─── Material provided ───

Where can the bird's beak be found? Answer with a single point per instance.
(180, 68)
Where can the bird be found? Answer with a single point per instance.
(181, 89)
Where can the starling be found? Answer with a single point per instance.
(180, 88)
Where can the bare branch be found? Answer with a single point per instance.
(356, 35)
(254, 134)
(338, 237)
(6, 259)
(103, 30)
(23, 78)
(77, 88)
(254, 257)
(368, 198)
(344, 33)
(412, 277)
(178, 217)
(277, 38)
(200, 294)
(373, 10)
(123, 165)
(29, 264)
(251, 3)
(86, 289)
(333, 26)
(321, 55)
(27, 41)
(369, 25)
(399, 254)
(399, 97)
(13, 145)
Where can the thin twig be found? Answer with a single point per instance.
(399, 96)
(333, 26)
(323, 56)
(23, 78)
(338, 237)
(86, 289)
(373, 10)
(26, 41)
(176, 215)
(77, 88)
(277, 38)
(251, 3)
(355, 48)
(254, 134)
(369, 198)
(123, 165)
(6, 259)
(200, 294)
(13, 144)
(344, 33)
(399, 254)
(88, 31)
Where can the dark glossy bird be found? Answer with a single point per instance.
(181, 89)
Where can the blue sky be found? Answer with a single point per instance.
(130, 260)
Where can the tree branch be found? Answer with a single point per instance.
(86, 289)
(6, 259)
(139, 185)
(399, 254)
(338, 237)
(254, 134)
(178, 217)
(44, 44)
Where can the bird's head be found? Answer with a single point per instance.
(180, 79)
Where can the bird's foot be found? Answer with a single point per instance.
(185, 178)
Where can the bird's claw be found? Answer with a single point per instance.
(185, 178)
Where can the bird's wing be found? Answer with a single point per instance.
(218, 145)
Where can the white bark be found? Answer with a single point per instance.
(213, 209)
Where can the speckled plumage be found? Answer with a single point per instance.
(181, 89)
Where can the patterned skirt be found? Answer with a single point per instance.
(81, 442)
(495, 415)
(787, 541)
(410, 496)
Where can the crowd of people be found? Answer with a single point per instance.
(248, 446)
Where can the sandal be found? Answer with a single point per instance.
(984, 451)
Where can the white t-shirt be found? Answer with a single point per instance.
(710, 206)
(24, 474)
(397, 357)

───

- **Directions for this task**:
Reproduce every item above word for word, with each line in its original order.

- **Correct answer**:
Where can the bird's beak be found? Answer with a single point per instance.
(180, 68)
Where can the bird be found? Answer with a single point per instance.
(181, 89)
Where can the starling be found? Answer with a single point per instance.
(180, 88)
Where can the bare branch be found? Answer with a single point per instance.
(356, 35)
(254, 134)
(338, 237)
(6, 259)
(103, 30)
(23, 78)
(77, 88)
(254, 257)
(368, 198)
(344, 33)
(412, 277)
(178, 217)
(277, 38)
(200, 294)
(373, 10)
(123, 165)
(29, 264)
(251, 3)
(86, 289)
(333, 26)
(321, 55)
(27, 41)
(369, 25)
(399, 254)
(399, 97)
(13, 145)
Where can the thin twig be found? Answer with a single point per instance.
(399, 96)
(333, 26)
(323, 56)
(23, 78)
(338, 237)
(86, 289)
(373, 10)
(26, 41)
(176, 215)
(77, 88)
(277, 38)
(251, 3)
(355, 48)
(254, 134)
(369, 198)
(123, 165)
(6, 259)
(200, 294)
(13, 144)
(344, 33)
(399, 254)
(88, 31)
Where can the dark glossy bird be found? Answer with a single point per instance.
(181, 89)
Where can the blue sky be found? Answer with a single point per instance.
(130, 260)
Where can the tree branch be found? Answer with a single point per instance.
(86, 289)
(6, 259)
(139, 185)
(399, 254)
(338, 237)
(254, 134)
(178, 217)
(44, 44)
Where can the bird's head be found? Answer with a single point per instance.
(180, 79)
Where can the bird's foot be found? Answer with a single point per instance.
(185, 178)
Where can the bird's claw be found? Answer with a single point per instance.
(185, 178)
Where can the bird's wing be found? Answer with a single point per instance.
(218, 145)
Where can the white bark be found? Answer with a single point per instance.
(213, 209)
Where can the speckled plumage be found? Answer with a single point per instance.
(181, 89)
Where can the patterned skirt be found? Answer with a single point per instance.
(81, 442)
(495, 415)
(787, 541)
(410, 496)
Where can the crowd of people be found? Answer with a single point per instance.
(248, 446)
Where can the sandal be found? Answer with a single point per instance.
(984, 451)
Where can the white t-shirt be found? Answer with a single point per instance.
(710, 206)
(24, 474)
(397, 357)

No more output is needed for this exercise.